> Listed records:

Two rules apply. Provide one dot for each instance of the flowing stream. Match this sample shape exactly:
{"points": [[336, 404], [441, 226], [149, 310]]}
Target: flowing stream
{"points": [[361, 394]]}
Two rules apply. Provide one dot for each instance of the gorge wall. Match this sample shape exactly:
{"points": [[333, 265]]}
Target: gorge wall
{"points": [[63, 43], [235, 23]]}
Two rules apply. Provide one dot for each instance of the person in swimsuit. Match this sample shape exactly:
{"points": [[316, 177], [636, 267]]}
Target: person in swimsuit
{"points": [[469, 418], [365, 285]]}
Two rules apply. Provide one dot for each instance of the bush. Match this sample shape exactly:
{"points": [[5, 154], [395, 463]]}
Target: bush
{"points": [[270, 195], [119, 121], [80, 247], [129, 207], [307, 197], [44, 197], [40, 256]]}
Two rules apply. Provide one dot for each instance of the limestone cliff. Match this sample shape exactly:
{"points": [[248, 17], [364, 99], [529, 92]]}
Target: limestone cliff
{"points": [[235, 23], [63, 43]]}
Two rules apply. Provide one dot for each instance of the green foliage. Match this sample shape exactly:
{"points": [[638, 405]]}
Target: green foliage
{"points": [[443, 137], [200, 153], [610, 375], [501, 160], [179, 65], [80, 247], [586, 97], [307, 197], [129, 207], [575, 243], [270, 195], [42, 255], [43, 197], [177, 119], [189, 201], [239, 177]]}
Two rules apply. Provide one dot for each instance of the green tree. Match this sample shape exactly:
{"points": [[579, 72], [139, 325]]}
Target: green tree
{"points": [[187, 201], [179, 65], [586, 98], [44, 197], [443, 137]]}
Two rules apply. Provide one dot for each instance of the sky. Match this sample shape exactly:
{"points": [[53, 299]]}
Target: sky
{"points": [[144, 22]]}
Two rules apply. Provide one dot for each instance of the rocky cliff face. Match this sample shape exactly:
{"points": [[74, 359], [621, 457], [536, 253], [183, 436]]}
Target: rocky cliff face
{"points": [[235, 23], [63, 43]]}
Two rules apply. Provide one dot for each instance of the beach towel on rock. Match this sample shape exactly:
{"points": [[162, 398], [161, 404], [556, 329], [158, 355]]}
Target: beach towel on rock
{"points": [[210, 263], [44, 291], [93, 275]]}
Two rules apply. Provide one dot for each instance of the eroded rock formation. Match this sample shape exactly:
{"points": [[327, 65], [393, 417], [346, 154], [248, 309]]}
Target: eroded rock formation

> Work instructions: Across the listing, how many lines contain "eroded"? State the number and nothing else.

> Task answer: 2